**What you are asked to do:** Give the data a second time, exactly and in full.

>>>>>

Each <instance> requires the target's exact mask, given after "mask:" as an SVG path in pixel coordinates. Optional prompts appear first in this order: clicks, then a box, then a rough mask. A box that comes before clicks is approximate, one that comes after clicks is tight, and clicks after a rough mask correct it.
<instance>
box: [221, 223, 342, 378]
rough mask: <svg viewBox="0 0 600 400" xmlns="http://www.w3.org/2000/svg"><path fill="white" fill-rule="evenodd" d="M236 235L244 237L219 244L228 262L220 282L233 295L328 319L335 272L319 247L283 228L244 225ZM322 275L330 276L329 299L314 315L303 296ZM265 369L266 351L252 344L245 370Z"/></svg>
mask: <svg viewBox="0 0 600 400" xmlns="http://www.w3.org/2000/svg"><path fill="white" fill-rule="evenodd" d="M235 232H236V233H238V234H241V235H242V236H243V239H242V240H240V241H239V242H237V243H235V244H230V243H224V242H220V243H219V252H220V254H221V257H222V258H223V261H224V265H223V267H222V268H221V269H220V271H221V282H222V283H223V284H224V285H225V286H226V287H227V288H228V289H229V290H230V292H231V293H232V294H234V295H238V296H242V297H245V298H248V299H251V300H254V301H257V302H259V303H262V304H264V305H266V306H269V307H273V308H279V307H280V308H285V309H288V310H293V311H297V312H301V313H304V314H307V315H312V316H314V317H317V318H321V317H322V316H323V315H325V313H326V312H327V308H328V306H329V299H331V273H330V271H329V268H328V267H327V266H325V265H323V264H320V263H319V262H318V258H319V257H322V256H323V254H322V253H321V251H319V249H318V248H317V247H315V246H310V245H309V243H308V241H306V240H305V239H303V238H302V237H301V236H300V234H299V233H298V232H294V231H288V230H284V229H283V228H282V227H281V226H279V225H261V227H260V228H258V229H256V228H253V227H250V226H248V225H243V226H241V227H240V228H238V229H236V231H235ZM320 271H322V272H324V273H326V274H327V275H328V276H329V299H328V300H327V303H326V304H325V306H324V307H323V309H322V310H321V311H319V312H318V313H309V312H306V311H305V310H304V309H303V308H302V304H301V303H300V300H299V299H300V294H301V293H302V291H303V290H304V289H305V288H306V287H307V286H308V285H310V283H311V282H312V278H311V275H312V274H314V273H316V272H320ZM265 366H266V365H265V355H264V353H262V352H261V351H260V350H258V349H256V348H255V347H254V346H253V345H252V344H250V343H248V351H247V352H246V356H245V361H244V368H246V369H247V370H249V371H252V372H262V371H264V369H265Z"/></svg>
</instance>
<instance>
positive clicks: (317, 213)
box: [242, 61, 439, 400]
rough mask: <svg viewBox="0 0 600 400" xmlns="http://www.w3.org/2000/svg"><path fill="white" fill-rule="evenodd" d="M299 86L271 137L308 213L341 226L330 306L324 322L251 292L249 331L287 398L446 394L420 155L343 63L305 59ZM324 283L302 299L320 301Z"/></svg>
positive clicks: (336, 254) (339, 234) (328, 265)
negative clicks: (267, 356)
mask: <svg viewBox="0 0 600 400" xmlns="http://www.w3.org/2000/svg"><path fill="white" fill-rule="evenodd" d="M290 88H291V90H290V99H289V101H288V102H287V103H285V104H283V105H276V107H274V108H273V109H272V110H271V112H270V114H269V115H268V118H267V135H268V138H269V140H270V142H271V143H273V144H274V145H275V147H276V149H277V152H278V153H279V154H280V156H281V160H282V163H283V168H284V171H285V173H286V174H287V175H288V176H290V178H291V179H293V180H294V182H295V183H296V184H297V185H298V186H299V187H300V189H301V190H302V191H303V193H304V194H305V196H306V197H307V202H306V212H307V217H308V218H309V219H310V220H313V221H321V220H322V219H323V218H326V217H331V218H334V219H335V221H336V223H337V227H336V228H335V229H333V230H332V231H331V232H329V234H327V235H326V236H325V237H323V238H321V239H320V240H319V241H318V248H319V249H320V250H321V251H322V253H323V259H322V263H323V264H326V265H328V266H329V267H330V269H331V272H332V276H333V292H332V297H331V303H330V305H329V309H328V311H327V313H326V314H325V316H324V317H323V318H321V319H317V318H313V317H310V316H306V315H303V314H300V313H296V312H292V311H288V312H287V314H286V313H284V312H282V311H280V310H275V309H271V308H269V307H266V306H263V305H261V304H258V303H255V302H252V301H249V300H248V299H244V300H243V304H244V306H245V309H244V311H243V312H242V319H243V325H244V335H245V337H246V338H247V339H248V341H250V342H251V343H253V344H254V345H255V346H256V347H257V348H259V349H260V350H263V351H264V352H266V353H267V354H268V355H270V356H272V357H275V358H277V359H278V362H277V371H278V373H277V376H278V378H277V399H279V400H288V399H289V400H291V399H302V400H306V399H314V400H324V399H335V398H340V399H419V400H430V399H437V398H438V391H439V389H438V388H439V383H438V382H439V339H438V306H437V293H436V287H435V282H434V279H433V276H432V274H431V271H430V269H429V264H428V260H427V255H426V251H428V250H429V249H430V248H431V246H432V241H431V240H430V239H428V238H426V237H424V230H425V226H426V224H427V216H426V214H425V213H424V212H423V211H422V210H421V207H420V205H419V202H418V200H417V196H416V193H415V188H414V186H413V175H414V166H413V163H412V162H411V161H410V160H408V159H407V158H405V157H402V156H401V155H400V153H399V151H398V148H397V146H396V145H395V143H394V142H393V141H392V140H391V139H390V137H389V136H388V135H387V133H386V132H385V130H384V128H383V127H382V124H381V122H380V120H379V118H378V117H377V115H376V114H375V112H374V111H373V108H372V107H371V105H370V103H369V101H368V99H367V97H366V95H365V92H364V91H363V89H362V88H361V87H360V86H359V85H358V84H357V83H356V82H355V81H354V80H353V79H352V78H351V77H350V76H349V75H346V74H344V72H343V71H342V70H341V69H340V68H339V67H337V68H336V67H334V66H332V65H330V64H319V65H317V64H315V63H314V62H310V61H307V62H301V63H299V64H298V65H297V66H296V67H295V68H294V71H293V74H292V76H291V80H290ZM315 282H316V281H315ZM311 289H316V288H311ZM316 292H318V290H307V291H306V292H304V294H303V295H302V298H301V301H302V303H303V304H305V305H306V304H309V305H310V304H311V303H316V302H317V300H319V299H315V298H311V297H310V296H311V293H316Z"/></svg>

<<<<<

**Reply:**
Each <instance> requires the target's exact mask, given after "mask:" as an SVG path in pixel coordinates. Optional prompts appear first in this order: clicks, then a box, then a rough mask. A box that comes before clicks is approximate, one that comes after clicks is tight, and clicks after a rough mask correct it.
<instance>
box: [221, 223, 342, 378]
rough mask: <svg viewBox="0 0 600 400" xmlns="http://www.w3.org/2000/svg"><path fill="white" fill-rule="evenodd" d="M236 235L244 237L219 244L228 262L220 282L233 295L328 319L335 272L319 247L283 228L244 225ZM322 275L330 276L329 299L314 315L303 296ZM265 369L266 351L252 344L245 370Z"/></svg>
mask: <svg viewBox="0 0 600 400" xmlns="http://www.w3.org/2000/svg"><path fill="white" fill-rule="evenodd" d="M235 232H236V233H238V234H241V235H242V236H243V239H242V240H240V241H239V242H237V243H235V244H230V243H224V242H220V243H219V252H220V254H221V257H222V258H223V261H224V265H223V267H222V268H221V269H220V271H221V282H222V283H223V284H224V285H225V286H226V287H227V288H228V289H229V290H230V292H231V293H232V294H234V295H238V296H242V297H245V298H248V299H251V300H254V301H257V302H259V303H262V304H264V305H266V306H269V307H273V308H279V307H280V308H285V309H288V310H293V311H297V312H301V313H304V314H307V315H312V316H314V317H317V318H321V317H322V316H323V315H325V313H326V312H327V308H328V306H329V299H331V273H330V271H329V268H328V267H327V266H325V265H323V264H320V263H319V262H318V258H319V257H322V256H323V254H322V253H321V251H319V249H318V248H317V247H315V246H310V245H309V243H308V241H306V240H305V239H303V238H302V237H301V236H300V234H299V233H298V232H294V231H288V230H284V229H283V228H282V227H281V226H279V225H261V227H260V228H258V229H256V228H253V227H250V226H248V225H243V226H241V227H240V228H238V229H236V231H235ZM320 271H322V272H324V273H326V274H327V275H328V276H329V299H328V300H327V303H326V304H325V306H324V307H323V309H322V310H321V311H319V312H318V313H309V312H306V311H305V310H304V309H303V308H302V304H301V303H300V300H299V299H300V294H301V293H302V291H303V290H304V289H305V288H306V287H307V286H308V285H310V283H311V282H312V278H311V275H312V274H314V273H316V272H320ZM265 366H266V365H265V355H264V353H262V352H261V351H260V350H258V349H256V348H255V347H254V346H253V345H252V344H250V343H248V351H247V352H246V356H245V361H244V368H246V369H247V370H249V371H252V372H262V371H264V369H265Z"/></svg>
</instance>
<instance>
positive clicks: (317, 213)
box: [242, 61, 439, 400]
rough mask: <svg viewBox="0 0 600 400" xmlns="http://www.w3.org/2000/svg"><path fill="white" fill-rule="evenodd" d="M299 86L271 137L308 213L341 226L330 306L324 322L251 292L249 331L287 398L446 394L420 155L343 63L305 59ZM324 283L302 299L320 301Z"/></svg>
positive clicks: (336, 254) (339, 234) (328, 265)
negative clicks: (267, 356)
mask: <svg viewBox="0 0 600 400" xmlns="http://www.w3.org/2000/svg"><path fill="white" fill-rule="evenodd" d="M290 88H291V90H290V99H289V101H288V102H287V103H285V104H283V105H276V107H274V108H273V109H272V110H271V112H270V114H269V115H268V118H267V135H268V138H269V140H270V142H271V143H273V144H274V145H275V147H276V149H277V152H278V153H279V154H280V156H281V160H282V163H283V168H284V171H285V173H286V174H287V175H288V176H290V178H291V179H293V180H294V182H295V183H296V184H297V185H298V186H299V187H300V189H301V190H302V191H303V193H304V194H305V196H306V197H307V202H306V212H307V217H308V218H309V219H310V220H313V221H321V220H322V219H323V218H326V217H331V218H334V219H335V221H336V223H337V227H336V228H335V229H333V230H332V231H331V232H329V234H327V235H326V236H325V237H323V238H321V239H320V240H319V241H318V248H319V249H320V250H321V251H322V253H323V259H322V263H323V264H326V265H328V266H329V267H330V269H331V272H332V276H333V292H332V297H331V303H330V305H329V309H328V311H327V313H326V314H325V316H324V317H323V318H321V319H317V318H313V317H310V316H306V315H303V314H300V313H296V312H292V311H288V312H287V314H286V313H284V312H282V311H280V310H275V309H271V308H269V307H266V306H263V305H261V304H258V303H255V302H252V301H249V300H248V299H244V300H243V304H244V306H245V309H244V311H243V312H242V319H243V325H244V335H245V337H246V338H247V339H248V341H250V342H251V343H253V344H254V345H255V346H256V347H257V348H259V349H260V350H263V351H264V352H266V353H267V354H268V355H270V356H272V357H275V358H277V359H278V362H277V371H278V373H277V376H278V378H277V399H279V400H288V399H289V400H291V399H302V400H306V399H314V400H324V399H335V398H340V399H419V400H430V399H437V398H438V391H439V389H438V388H439V383H438V382H439V339H438V306H437V293H436V287H435V282H434V279H433V276H432V274H431V271H430V269H429V264H428V260H427V255H426V251H428V250H429V249H430V248H431V246H432V241H431V240H430V239H428V238H426V237H424V230H425V226H426V224H427V216H426V214H425V213H424V212H423V211H422V210H421V207H420V205H419V202H418V200H417V196H416V193H415V188H414V186H413V175H414V166H413V163H412V162H411V161H410V160H408V159H407V158H405V157H402V156H401V155H400V153H399V151H398V148H397V146H396V145H395V143H394V142H393V141H392V140H391V139H390V137H389V136H388V135H387V133H386V132H385V130H384V128H383V127H382V124H381V122H380V120H379V118H378V117H377V115H376V114H375V112H374V111H373V108H372V107H371V105H370V103H369V101H368V99H367V97H366V95H365V92H364V91H363V89H362V88H361V87H360V86H359V85H358V84H357V83H356V82H355V81H354V80H353V79H352V78H351V77H350V76H349V75H346V74H344V72H343V71H342V70H341V69H340V68H339V67H337V68H336V67H334V66H332V65H330V64H319V65H317V64H315V63H314V62H310V61H307V62H301V63H299V64H298V65H297V66H296V67H295V68H294V71H293V74H292V76H291V80H290ZM315 282H316V281H315ZM311 289H316V288H311ZM316 292H318V290H307V291H306V292H304V294H303V295H302V298H301V301H302V303H303V304H305V305H306V304H309V305H310V304H311V303H316V302H317V300H319V299H315V298H311V297H310V296H311V293H316Z"/></svg>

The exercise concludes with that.